### DOCUMENT
BigE, thanks for the response to my post judt before I left of Europe. Coming back to your last question, I know that the skiing I saw thst day last month was not a drill, as the skiing was on an open slope, that had a narrow exit. The skiers I saw were gaining speed, in excess, they were trying to ski the steeper sections with carved turns. The lack of control was evident as they had to skid and throw them sideways to slow up. There was something important missing in their appraoch.

I missed out on most of this thread after your reply because I was travelling, but here is my evaluation.

Some time ago, before I left for Europe the question came up about ski pressuring, it is logical and has born out consistently, that if skiers do not ski (when performing their best turns) by tightening the radius of a turn, then it is likely that they do not know how to add pressure to a ski. It is only when you ski with someone who can pressure a ski (pressure it and tilt it beyond the needs for the slope and what gravity and the falline supply) and shorten the radius during the arc that you realize there is a whole different world that really good skiers live in. As I said in a previous post, talk and participation on the forums are fun diversions for many skiers and instructors, but we know it doesn?t prove anything until you get on snow.
######
### MATERIAL
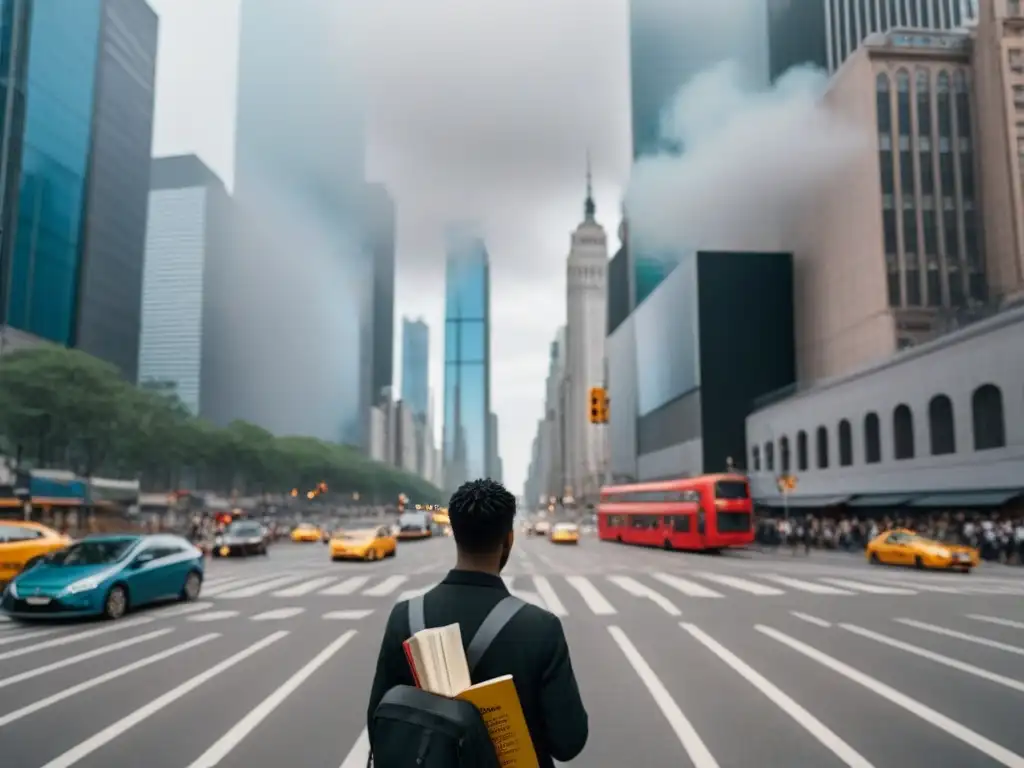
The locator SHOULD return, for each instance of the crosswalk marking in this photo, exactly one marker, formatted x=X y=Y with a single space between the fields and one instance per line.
x=386 y=587
x=995 y=620
x=278 y=614
x=741 y=584
x=346 y=587
x=305 y=588
x=636 y=589
x=802 y=586
x=872 y=589
x=963 y=636
x=594 y=599
x=688 y=588
x=954 y=664
x=940 y=721
x=348 y=615
x=259 y=588
x=811 y=724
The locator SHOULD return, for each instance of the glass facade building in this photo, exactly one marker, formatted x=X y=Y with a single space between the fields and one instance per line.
x=416 y=366
x=45 y=242
x=467 y=359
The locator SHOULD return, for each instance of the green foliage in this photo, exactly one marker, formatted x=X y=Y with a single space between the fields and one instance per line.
x=64 y=408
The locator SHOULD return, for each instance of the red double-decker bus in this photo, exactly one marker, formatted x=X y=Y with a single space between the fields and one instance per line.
######
Carry on the forum post about ski pressuring and carved turns from its last sentence.

WRITTEN ANSWER –
If a group of skiers insulate themselves, and stay in an enclosed world; they often only see an average level of ski performance, then at some point that performance becomes the standard or the pinnacle in their world. If it is in a group?s best interest to keep the lid on that level, it assures that they will be at the top their world of influence.

This doesn?t even preclude them from watching and analyzing the world cup racers or demonstrating pretense of understanding of such photos and developing theories, but unless one is touching, experiencing and skiing the real thing, you can only write and talk. Writing and talking doesn?t make anyone a skier and it sure doesn?t prove that you can coach.

Many skiers would like to beleive they are pressuring their skis, but in fact are demonstrating side cut turns only. Side cut turns are fine and fun, but limiting in most conditions. They definately don't offer speed control on steeper slopes, that's where the difference between average and excellent skiing is demonstrated. I just like to keep things in perspective and real. I hear lots of talk, but when I see the skiing that often accompanies it, the skiing rarely lives up to the talk.

I admire and respect skiers who want to learn and who ask questions to achieve higher levels of performance, especially instructor. The ones that are unrealistic about their skiing and knowledge about skiing and continue to criticize without having a foundation in the subjects they criticize, these people are in denial and contemptuous. There is a time when someone needs point out this behavior.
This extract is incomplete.